**What to produce**
Reproduce all of the listing below without alteration.

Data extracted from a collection

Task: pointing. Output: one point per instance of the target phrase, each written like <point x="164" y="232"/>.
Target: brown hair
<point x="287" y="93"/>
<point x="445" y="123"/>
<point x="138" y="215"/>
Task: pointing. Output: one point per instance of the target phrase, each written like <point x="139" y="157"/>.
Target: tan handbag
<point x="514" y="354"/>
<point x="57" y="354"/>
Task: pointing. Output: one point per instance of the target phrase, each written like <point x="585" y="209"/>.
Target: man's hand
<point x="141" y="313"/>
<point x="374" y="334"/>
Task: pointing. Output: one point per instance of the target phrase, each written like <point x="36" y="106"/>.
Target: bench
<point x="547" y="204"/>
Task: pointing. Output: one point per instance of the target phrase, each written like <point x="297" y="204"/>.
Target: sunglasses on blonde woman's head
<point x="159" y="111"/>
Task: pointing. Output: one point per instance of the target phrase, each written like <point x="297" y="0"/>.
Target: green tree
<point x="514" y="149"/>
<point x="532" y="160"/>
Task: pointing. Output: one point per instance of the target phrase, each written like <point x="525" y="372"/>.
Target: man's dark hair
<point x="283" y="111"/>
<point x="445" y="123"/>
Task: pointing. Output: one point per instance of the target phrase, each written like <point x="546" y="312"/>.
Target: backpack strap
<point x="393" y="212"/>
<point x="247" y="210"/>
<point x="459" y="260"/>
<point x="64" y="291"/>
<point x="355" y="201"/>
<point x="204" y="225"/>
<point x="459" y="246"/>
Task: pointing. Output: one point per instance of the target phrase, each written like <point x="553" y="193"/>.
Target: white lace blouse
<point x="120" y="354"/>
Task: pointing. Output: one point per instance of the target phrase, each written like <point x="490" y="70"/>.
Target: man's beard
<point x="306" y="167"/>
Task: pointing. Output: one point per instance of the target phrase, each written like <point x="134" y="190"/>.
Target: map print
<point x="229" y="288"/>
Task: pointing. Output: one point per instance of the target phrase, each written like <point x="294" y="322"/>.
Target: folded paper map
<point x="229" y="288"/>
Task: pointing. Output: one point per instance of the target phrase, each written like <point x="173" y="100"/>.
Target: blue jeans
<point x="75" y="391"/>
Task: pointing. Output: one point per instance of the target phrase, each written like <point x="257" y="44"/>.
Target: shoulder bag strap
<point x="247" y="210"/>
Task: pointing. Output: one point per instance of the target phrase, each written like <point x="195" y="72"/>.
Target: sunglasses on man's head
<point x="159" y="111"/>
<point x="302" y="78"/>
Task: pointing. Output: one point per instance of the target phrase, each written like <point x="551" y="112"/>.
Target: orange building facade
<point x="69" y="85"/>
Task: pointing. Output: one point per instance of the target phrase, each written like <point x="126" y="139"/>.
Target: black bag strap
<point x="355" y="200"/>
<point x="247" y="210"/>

**Result below**
Task: pointing. Output: one point per instance of the target phrase, each written like <point x="164" y="232"/>.
Target: brown hair
<point x="287" y="93"/>
<point x="445" y="123"/>
<point x="138" y="215"/>
Task: pointing. Output: one point per instance of the target phrase, each written like <point x="139" y="157"/>.
Target: tan handbag
<point x="514" y="354"/>
<point x="57" y="354"/>
Task: pointing. Output: one point per instance of the target phrase, each written like <point x="585" y="209"/>.
Target: man's hand
<point x="141" y="313"/>
<point x="374" y="334"/>
Task: pointing. Output: one point per instance of the target phrase, each written like <point x="36" y="106"/>.
Target: bench
<point x="547" y="204"/>
Task: pointing. Output: one point per instance of the target phrase, each written like <point x="297" y="204"/>.
Target: sunglasses on blonde woman's head
<point x="159" y="111"/>
Task: pointing. Output: one point per instance of the target phrase, each written like <point x="297" y="0"/>.
Target: green tree
<point x="514" y="149"/>
<point x="532" y="160"/>
Task: pointing. Output: one point per instance of the target phrase, each written like <point x="525" y="372"/>.
Target: man's dark hair
<point x="283" y="111"/>
<point x="445" y="123"/>
Task: pointing. Output: one point per instance of the target phrase, each written like <point x="546" y="312"/>.
Target: backpack strap
<point x="393" y="212"/>
<point x="247" y="210"/>
<point x="459" y="260"/>
<point x="64" y="291"/>
<point x="355" y="201"/>
<point x="204" y="225"/>
<point x="459" y="246"/>
Task: pointing. Output: one point per instance of the target phrase, each written like <point x="553" y="193"/>.
Target: white lace blouse
<point x="120" y="354"/>
Task: pointing. Output: one point per instance of the target phrase, each written like <point x="490" y="70"/>.
Target: man's beard
<point x="306" y="167"/>
Task: pointing. Output: one point per instance of the target phrase, each written like <point x="134" y="190"/>.
Target: map print
<point x="229" y="288"/>
Task: pointing. Output: one point per instance of the target phrase, each written like <point x="294" y="322"/>.
Target: folded paper map
<point x="229" y="288"/>
Task: pointing. Output: one point per instance of the target phrase, each written like <point x="173" y="100"/>.
Target: blue jeans
<point x="75" y="391"/>
Task: pointing. Output: one point per instance of the target phrase, each written like <point x="257" y="44"/>.
Target: shoulder bag strap
<point x="247" y="210"/>
Task: pointing. Output: one point per instance of the target phrase, each written like <point x="195" y="72"/>.
Target: sunglasses on man's head
<point x="159" y="111"/>
<point x="302" y="78"/>
Task: pointing. Output: one point per instance of the target phrase, each written like <point x="551" y="112"/>.
Target: orange building facade
<point x="69" y="85"/>
Task: pointing. Output: one point per instance of the target phrase, each written like <point x="126" y="139"/>.
Target: black bag strap
<point x="355" y="200"/>
<point x="247" y="210"/>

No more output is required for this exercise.